→ **Challenge**
In the thread, which setting did vi0 switch between false and true while building websocat?

→ **Passage**
(begin)
We’re looking at maybe a 2.4% (12s) improvement on average, but with a std dev of 8s, this is basically a wash.

gbutler · May 20, 2019, 8:18pm

That’s for a full-build right? What about with the following:

After a full build, just touch main.rs/lib.rs and try again
After a full build, touch all the src files in the main package and try again

jsgf · May 20, 2019, 8:48pm

Thanks for working on this! It's great! I posted about this a few months ago so I'm pleased to see you've implemented more or less exactly what I was thinking about.

I'm glad that there are no perf regressions, but I'd be surprised to see much improvement on machines with <=4 cores. But the 10+ core machines often end up starving when there's a bottleneck crate in the middle of the dep graph.

Even though the .rmeta is being used as the interface, I'm assuming that it has internal implementation details, since Rust relies a lot on its inlining, and it also needs to make sure the SVH is propagated through properly. I'm going to implement pipelining in Buck when I get the chance, and since Buck is entirely content/content-hash driven, it will demonstrate this one way or the other.

erahm · May 20, 2019, 9:09pm

For Firefox there’s not really a main lib, so I’m not sure what we’d want to mess with. I currently have ~10,000 .rs files and ~400 lib|main.rs files under my tree.

gbutler · May 20, 2019, 9:21pm

What about “Release” builds? My understanding is that it is expected for bigger gains there.

vi0 · May 20, 2019, 11:27pm

Tried building websocat, multiple times both with CARGO_BUILD_PIPELINING=false and CARGO_BUILD_PIPELINING=true and saw no difference, both in release and in debug mode.
(end)
→ **Supplied entries**
(begin)
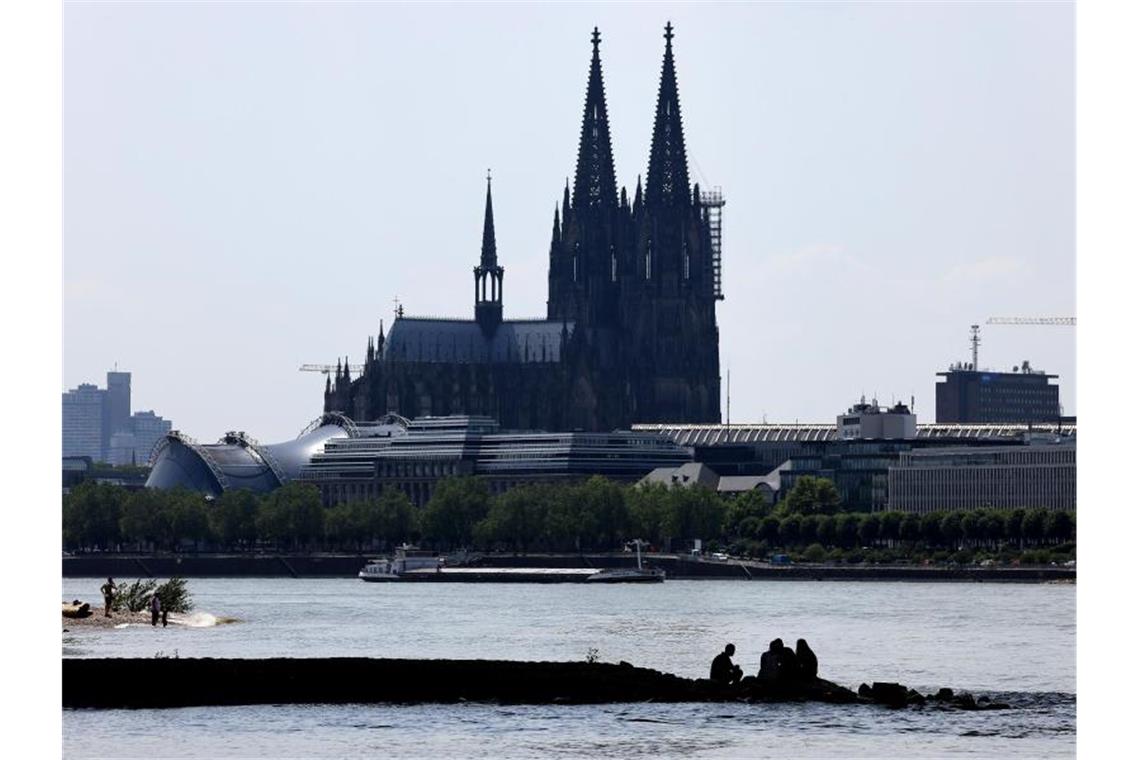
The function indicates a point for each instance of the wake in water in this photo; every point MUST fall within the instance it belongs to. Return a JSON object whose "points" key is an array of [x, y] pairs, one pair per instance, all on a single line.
{"points": [[188, 620]]}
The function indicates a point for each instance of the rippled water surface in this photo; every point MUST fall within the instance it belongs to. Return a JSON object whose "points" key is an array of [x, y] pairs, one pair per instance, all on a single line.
{"points": [[1014, 640]]}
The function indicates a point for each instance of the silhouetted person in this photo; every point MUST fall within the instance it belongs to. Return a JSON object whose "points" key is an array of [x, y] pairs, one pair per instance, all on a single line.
{"points": [[770, 661], [806, 660], [108, 596], [788, 663], [722, 670]]}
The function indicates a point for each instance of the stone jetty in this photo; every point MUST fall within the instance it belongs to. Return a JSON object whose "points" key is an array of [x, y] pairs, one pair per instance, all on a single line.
{"points": [[177, 683]]}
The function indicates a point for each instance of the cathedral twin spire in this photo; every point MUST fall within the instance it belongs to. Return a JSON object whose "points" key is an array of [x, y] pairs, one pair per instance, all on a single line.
{"points": [[667, 181], [594, 184]]}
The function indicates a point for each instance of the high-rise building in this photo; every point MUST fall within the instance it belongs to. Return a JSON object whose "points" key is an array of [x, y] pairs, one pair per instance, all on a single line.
{"points": [[147, 427], [97, 423], [83, 422], [629, 333], [119, 401], [972, 395]]}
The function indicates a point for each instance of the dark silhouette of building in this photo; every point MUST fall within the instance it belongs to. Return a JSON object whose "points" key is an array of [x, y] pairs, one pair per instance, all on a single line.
{"points": [[970, 395], [630, 332]]}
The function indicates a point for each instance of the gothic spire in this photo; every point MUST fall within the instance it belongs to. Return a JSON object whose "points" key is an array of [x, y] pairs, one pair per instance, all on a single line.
{"points": [[667, 181], [488, 258], [593, 181]]}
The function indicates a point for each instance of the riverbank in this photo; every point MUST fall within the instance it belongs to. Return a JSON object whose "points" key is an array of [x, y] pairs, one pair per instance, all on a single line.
{"points": [[676, 566]]}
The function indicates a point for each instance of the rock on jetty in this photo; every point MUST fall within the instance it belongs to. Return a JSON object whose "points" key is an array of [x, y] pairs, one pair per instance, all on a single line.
{"points": [[113, 683]]}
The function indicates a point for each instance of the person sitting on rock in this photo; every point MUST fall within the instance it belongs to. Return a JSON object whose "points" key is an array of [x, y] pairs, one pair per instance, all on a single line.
{"points": [[787, 663], [806, 660], [723, 671], [770, 661]]}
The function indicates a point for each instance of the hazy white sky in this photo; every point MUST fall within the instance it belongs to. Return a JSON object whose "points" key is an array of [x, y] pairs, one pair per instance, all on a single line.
{"points": [[247, 186]]}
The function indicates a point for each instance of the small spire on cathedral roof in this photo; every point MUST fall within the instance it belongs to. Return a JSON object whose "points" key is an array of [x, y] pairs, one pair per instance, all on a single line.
{"points": [[488, 258]]}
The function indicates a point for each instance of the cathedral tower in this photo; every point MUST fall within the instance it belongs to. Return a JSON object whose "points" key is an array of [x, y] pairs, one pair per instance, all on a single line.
{"points": [[670, 310]]}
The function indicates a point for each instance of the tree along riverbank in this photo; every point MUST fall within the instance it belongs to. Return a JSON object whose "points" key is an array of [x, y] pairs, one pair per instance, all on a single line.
{"points": [[676, 566], [595, 515]]}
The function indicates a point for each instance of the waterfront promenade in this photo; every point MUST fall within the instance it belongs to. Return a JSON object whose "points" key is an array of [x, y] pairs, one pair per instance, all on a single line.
{"points": [[676, 566]]}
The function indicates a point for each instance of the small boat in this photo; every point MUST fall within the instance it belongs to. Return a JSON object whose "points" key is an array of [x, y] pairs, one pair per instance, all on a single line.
{"points": [[407, 558], [637, 574], [76, 609], [627, 575]]}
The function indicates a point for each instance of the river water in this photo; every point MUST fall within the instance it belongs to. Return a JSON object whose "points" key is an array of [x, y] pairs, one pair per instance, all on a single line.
{"points": [[1016, 642]]}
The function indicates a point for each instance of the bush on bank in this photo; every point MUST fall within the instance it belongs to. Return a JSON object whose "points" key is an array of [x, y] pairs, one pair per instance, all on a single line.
{"points": [[591, 515]]}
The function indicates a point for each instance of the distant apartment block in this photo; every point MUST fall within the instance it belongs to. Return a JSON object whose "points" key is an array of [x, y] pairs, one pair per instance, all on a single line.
{"points": [[970, 395], [1003, 477], [97, 423]]}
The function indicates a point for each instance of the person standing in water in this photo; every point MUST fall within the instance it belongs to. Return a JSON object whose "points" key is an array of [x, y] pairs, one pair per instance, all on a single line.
{"points": [[108, 596]]}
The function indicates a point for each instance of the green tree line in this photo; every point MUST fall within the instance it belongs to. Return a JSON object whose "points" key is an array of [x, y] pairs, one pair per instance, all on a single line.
{"points": [[592, 515]]}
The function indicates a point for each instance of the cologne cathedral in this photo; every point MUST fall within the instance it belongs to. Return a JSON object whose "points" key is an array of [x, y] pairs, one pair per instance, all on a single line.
{"points": [[630, 332]]}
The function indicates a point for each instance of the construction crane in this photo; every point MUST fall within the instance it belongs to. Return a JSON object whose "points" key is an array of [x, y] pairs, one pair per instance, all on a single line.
{"points": [[1033, 320], [330, 368]]}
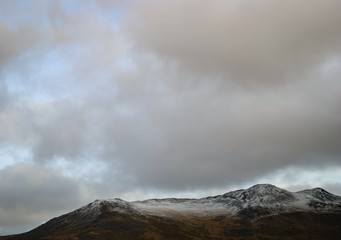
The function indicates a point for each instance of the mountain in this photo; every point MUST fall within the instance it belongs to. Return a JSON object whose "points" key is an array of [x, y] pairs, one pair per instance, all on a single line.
{"points": [[262, 211]]}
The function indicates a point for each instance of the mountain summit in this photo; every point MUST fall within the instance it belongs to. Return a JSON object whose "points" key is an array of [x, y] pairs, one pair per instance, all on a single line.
{"points": [[262, 210]]}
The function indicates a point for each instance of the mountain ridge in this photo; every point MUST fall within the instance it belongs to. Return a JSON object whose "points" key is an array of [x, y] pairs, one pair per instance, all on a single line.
{"points": [[244, 210]]}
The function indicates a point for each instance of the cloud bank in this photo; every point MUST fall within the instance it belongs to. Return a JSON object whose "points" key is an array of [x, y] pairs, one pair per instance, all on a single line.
{"points": [[139, 98]]}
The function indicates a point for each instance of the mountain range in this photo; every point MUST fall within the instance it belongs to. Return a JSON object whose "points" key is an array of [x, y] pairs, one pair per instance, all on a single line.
{"points": [[262, 211]]}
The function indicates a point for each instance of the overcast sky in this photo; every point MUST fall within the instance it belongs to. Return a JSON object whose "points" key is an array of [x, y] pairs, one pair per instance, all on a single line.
{"points": [[147, 98]]}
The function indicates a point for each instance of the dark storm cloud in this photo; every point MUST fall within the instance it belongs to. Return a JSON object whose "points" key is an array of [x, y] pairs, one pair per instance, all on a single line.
{"points": [[163, 100]]}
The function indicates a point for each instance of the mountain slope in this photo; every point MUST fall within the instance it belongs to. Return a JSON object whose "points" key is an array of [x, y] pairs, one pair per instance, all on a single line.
{"points": [[262, 211]]}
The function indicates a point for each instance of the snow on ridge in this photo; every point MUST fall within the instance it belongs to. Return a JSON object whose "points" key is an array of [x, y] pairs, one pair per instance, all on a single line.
{"points": [[265, 196]]}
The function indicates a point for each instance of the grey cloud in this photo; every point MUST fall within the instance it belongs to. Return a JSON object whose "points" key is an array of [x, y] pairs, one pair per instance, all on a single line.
{"points": [[31, 194], [156, 124], [247, 42]]}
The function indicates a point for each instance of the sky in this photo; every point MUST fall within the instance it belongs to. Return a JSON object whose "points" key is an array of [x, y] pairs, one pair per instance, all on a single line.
{"points": [[141, 99]]}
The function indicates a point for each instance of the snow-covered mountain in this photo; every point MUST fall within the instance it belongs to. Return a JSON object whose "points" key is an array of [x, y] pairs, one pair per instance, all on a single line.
{"points": [[258, 200], [260, 211]]}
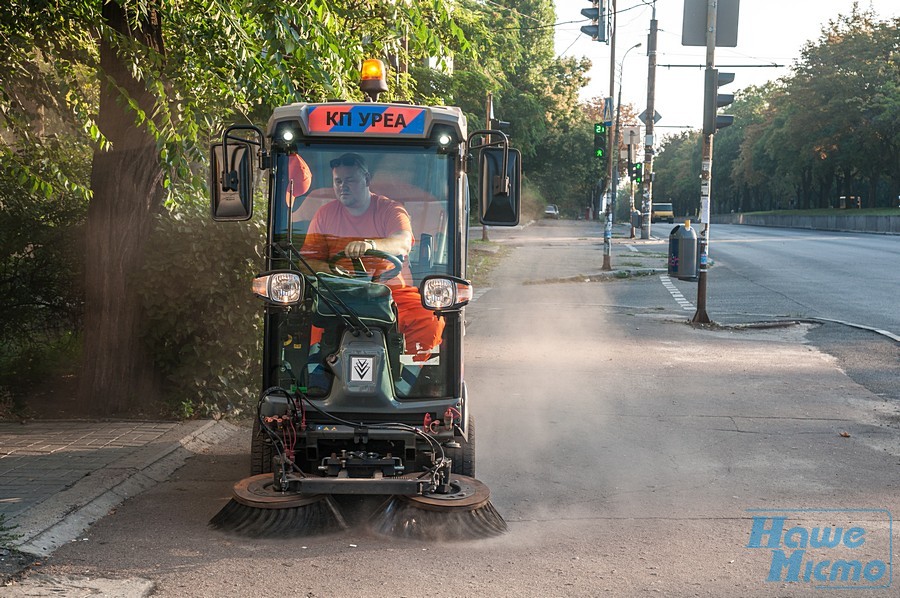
(end)
→ **Correct result**
CARGO_BUILD_PIPELINING